*AIM OF THE TASK*. Copy out verbatim everything from the line containing "task: segment each instance of the utility" down to the line containing "55L182 55L182 53L183", including both of those lines and nothing else.

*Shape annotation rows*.

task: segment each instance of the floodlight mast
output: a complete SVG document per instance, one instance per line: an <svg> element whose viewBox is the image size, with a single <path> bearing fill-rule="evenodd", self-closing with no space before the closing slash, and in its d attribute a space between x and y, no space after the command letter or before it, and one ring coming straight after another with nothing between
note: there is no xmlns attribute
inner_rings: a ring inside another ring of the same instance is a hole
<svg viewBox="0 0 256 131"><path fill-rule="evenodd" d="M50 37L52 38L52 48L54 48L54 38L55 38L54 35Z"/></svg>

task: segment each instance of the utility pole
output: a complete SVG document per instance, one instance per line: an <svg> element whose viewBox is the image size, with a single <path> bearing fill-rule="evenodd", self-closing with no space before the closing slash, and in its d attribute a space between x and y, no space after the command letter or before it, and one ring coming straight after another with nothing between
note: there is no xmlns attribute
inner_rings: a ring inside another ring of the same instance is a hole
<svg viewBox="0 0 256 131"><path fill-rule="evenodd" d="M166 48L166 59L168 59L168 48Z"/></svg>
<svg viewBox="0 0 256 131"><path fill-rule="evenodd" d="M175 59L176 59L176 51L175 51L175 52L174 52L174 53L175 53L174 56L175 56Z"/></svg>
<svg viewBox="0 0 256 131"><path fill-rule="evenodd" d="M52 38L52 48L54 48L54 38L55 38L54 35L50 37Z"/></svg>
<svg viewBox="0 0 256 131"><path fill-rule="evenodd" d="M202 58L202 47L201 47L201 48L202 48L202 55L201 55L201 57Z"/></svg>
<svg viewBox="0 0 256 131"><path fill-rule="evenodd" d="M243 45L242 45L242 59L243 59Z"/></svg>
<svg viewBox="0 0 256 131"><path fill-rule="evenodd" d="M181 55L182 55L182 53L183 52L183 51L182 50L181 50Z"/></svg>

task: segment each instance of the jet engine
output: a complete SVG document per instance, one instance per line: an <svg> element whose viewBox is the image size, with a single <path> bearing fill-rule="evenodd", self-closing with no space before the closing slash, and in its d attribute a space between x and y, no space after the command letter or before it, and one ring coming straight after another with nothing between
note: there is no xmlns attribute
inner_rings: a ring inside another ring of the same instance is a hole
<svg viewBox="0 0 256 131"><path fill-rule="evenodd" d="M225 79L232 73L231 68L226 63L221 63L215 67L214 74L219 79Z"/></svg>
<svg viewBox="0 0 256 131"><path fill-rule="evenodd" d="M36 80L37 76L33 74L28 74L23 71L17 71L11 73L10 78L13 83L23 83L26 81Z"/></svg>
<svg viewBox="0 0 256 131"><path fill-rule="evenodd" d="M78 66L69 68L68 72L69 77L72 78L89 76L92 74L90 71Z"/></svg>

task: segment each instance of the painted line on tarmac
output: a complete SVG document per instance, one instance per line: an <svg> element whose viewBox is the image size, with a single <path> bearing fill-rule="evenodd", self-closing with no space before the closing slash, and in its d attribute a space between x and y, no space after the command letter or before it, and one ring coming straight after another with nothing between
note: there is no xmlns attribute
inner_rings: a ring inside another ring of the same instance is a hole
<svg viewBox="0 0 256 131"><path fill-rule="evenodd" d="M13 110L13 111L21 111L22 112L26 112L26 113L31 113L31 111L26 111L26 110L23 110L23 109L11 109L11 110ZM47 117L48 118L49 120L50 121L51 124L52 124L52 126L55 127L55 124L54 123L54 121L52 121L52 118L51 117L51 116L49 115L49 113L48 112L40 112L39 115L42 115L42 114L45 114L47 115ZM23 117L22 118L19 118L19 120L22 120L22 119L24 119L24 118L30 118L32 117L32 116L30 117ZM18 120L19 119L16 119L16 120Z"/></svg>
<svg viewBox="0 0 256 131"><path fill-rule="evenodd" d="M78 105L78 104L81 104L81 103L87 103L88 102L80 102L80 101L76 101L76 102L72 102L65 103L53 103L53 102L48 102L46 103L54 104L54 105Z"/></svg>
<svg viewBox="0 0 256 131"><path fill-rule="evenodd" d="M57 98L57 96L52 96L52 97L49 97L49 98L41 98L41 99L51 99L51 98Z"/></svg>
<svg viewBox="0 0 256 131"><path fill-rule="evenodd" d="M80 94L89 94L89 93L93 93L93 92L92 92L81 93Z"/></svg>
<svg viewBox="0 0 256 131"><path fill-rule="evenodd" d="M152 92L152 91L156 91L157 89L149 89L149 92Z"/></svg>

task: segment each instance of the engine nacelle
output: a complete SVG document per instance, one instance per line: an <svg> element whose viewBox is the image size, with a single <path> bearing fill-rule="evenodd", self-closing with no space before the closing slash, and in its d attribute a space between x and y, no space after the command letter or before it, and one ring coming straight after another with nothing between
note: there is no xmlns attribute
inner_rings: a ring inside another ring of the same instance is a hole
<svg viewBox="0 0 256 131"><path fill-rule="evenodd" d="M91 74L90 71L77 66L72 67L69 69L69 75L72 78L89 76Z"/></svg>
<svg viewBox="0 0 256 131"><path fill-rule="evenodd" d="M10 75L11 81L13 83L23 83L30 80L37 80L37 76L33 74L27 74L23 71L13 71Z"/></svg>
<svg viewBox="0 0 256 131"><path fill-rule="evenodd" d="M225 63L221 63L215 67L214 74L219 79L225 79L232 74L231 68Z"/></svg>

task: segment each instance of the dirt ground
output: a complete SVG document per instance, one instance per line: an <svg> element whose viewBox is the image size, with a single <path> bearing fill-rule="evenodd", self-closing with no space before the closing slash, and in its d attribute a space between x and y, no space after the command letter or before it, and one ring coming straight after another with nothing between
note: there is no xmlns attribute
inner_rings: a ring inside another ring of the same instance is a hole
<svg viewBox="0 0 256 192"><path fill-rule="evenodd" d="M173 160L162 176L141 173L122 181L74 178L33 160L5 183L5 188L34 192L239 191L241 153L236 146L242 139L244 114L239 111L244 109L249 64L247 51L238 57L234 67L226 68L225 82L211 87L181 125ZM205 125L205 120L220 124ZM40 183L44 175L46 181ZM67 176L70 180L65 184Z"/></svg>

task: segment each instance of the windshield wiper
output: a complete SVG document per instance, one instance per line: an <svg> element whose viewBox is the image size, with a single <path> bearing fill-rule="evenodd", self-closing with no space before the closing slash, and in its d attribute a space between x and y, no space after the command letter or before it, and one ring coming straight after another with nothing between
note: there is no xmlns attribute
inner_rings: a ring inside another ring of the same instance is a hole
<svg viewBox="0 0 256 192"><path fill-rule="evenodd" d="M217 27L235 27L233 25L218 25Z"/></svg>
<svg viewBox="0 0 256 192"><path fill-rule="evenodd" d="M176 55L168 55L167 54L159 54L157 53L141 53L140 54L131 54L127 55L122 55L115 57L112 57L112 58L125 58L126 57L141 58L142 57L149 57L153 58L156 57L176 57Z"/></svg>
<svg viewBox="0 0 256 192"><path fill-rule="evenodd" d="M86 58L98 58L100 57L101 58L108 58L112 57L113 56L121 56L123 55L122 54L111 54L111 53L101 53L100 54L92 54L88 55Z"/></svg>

*RESPONSE*.
task: segment each instance of the utility pole
output: a complete SVG document per instance, one instance per line: an <svg> element whose viewBox is the image size, with a single <path> bearing fill-rule="evenodd", self-closing with no space before the closing slash, and in its d attribute a space between x and y, no space after the command letter or before it, and one ring coming straight after another with nothing between
note: there is no xmlns attribute
inner_rings: a ring inside another ring of the same instance is a hole
<svg viewBox="0 0 256 131"><path fill-rule="evenodd" d="M166 48L166 59L168 59L168 48Z"/></svg>
<svg viewBox="0 0 256 131"><path fill-rule="evenodd" d="M175 59L176 59L176 51L175 51L175 52L174 52L174 53L175 53L174 56L175 56Z"/></svg>
<svg viewBox="0 0 256 131"><path fill-rule="evenodd" d="M52 38L52 48L54 48L54 38L55 38L54 35L50 37Z"/></svg>
<svg viewBox="0 0 256 131"><path fill-rule="evenodd" d="M202 58L202 47L201 47L201 48L202 48L202 55L201 55L201 57Z"/></svg>
<svg viewBox="0 0 256 131"><path fill-rule="evenodd" d="M243 45L242 45L242 59L243 59Z"/></svg>
<svg viewBox="0 0 256 131"><path fill-rule="evenodd" d="M181 55L182 55L182 53L183 52L183 51L182 50L181 50Z"/></svg>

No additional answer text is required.